PASSAGE:
========
On October 1st, the Congress of the United States of America, through political inaction and disagreement, might end up “shutting down the government.” What this means is that a number of non-essential services will not be provided until Congress agrees on a budget resolution for the next fiscal year. For Costa Rica, the U.S. government shutting down would cause a couple of issues.
Should the partial shutdown of the U.S. government take place, some of its effects may reach Costa Rica. The first one is that some tourists from the U.S. will have to wait to come to Costa Rica due to the unavailability of passport services. According to the U.S. Department of State, the processing time for passport issuance is actually longer than it is in Costa Rica. It currently takes between four and six weeks to get a passport in the U.S., although expedited two-week service is available for an extra $60.
According to a recent report by National Public Radio in the U.S.:
“Passports and visas will not be issued if a shutdown comes to fruition. […] some 200,000 passport applications did not get processed, according to the Congressional Research Service. Richard Moose, who was undersecretary of state for management during the Clinton administration’s shutdown, said the bar was extremely high for getting a passport processed while the government was closed. “It would have to have been somebody who had to travel for medical purposes or someone who could persuade us that they were going abroad on defense business or with one of the intelligence agencies.”
========
Image-grounded pointing data
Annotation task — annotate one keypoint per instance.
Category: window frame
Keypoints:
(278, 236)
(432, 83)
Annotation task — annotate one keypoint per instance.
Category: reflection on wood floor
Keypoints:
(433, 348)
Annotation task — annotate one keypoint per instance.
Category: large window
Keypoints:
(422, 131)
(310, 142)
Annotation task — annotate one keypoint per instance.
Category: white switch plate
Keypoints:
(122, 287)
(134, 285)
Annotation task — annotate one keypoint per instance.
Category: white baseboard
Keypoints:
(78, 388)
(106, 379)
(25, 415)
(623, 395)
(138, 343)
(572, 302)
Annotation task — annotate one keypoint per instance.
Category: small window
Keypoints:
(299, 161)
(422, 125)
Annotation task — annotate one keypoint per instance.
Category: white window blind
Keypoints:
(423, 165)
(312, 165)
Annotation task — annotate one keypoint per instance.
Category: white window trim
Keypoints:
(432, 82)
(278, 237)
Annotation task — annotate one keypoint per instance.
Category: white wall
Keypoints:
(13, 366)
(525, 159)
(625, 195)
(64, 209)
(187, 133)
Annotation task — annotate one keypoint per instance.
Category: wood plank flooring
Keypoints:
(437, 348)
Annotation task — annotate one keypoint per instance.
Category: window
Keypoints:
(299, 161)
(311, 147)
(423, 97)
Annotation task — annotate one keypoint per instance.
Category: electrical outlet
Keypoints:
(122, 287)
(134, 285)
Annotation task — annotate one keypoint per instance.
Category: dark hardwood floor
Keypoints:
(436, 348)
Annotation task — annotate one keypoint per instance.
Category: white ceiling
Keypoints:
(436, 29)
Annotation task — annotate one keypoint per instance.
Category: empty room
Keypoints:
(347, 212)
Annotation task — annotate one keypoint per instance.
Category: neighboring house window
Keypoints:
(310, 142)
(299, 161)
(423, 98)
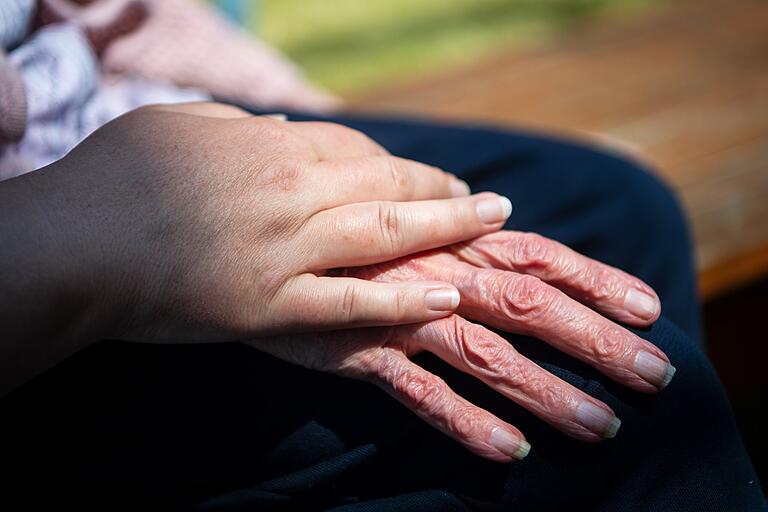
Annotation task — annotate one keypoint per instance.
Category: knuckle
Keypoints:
(527, 298)
(390, 230)
(532, 250)
(480, 350)
(605, 285)
(609, 345)
(348, 304)
(422, 392)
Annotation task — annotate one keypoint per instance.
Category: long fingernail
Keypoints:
(442, 299)
(654, 369)
(459, 188)
(508, 444)
(597, 420)
(640, 304)
(493, 210)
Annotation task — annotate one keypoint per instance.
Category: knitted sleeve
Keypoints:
(15, 19)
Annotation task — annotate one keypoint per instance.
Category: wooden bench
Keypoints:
(684, 88)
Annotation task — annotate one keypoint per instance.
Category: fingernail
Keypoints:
(494, 209)
(508, 444)
(598, 420)
(443, 299)
(654, 369)
(459, 188)
(640, 304)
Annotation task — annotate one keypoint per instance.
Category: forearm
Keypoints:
(48, 305)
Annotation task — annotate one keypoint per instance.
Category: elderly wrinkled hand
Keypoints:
(520, 283)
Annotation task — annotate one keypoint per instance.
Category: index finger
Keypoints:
(609, 290)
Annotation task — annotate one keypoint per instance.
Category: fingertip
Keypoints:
(642, 305)
(459, 188)
(509, 444)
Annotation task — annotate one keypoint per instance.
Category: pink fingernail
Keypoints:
(459, 188)
(598, 420)
(654, 369)
(442, 299)
(508, 444)
(640, 304)
(493, 210)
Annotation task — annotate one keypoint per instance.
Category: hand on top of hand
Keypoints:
(202, 222)
(520, 283)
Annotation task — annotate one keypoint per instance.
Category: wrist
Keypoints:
(51, 304)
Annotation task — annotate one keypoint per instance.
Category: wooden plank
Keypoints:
(684, 88)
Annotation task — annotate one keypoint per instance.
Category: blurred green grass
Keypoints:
(352, 45)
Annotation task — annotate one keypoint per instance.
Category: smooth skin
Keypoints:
(201, 222)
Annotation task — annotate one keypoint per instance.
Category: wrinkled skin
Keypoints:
(518, 282)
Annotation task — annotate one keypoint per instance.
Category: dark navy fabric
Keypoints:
(224, 427)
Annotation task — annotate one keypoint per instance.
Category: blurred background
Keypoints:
(679, 84)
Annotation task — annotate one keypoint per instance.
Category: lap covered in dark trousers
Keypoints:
(224, 427)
========
YOUR GOAL: Resume the article above about a possible U.S. government shutdown and its effects on Costa Rica, starting after its final sentence.

ANSWER AREA:
It can be assumed that U.S. citizens without a passport who dreamed of visiting Costa Rica would have to wait until things get back to normal. The same can be said for citizens of Costa Rica who wish to travel to the U.S. and do not have a visa. During the long 28 days of the last U.S. government shutdown in the administration of former President Bill Clinton, the Department of State and the U.S. Citizenship and Immigration Services (then known as Immigration and Naturalization Services) reported backlogs of unprocessed visas, up to 30,000 per day. A total of 200,000 passport applications were delayed by that shutdown.
The U.S. federal government shut down on more than a dozen times in the 20th century. Should a shutdown occur beginning October 1st of 2013, it would be the first time it happens in the 21st century. One of the main reasons for the looming shutdown this time around is centered on the Patient Protection and Affordable Care Act of 2010, which is the closest the U.S. has ever come to universal health care. The law, which is being implemented now, is not very popular among members of the Republican Party –also known as the Grand Ole Party (GOP).